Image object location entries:
▬▬▬▬▬▬▬▬▬▬

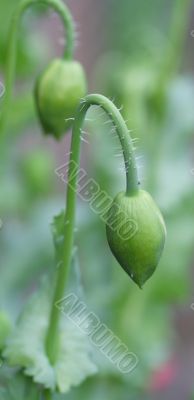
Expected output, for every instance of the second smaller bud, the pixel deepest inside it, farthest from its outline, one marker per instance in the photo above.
(57, 93)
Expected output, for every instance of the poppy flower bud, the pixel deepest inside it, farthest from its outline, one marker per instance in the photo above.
(136, 234)
(57, 93)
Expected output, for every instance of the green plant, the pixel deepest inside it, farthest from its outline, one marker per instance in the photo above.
(53, 111)
(38, 343)
(57, 94)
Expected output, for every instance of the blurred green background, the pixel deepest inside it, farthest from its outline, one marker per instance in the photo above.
(124, 47)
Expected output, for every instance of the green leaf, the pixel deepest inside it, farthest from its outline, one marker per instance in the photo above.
(26, 347)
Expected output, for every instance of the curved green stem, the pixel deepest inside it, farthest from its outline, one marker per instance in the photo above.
(66, 18)
(131, 189)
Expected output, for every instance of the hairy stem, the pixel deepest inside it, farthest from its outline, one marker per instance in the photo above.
(131, 188)
(66, 18)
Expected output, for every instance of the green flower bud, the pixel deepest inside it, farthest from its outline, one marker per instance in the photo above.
(136, 234)
(57, 93)
(5, 328)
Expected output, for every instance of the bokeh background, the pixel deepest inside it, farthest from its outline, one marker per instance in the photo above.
(124, 47)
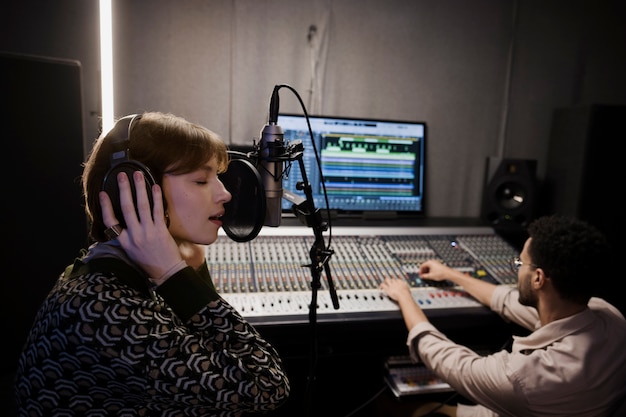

▬▬▬▬▬▬▬▬▬▬

● Work instructions: Show every line of the listing above that contains the word "stem". Reproduce each such line in full.

● Response to this exercise:
Expected output, for every instance of the curved green stem, the pixel deepest inside it, farthest from its outline, one marker per instance in the photo above.
Expected output, for every instance of the hairy stem, the pixel deepest inside it, farthest from its outline, one marker per instance in the photo above.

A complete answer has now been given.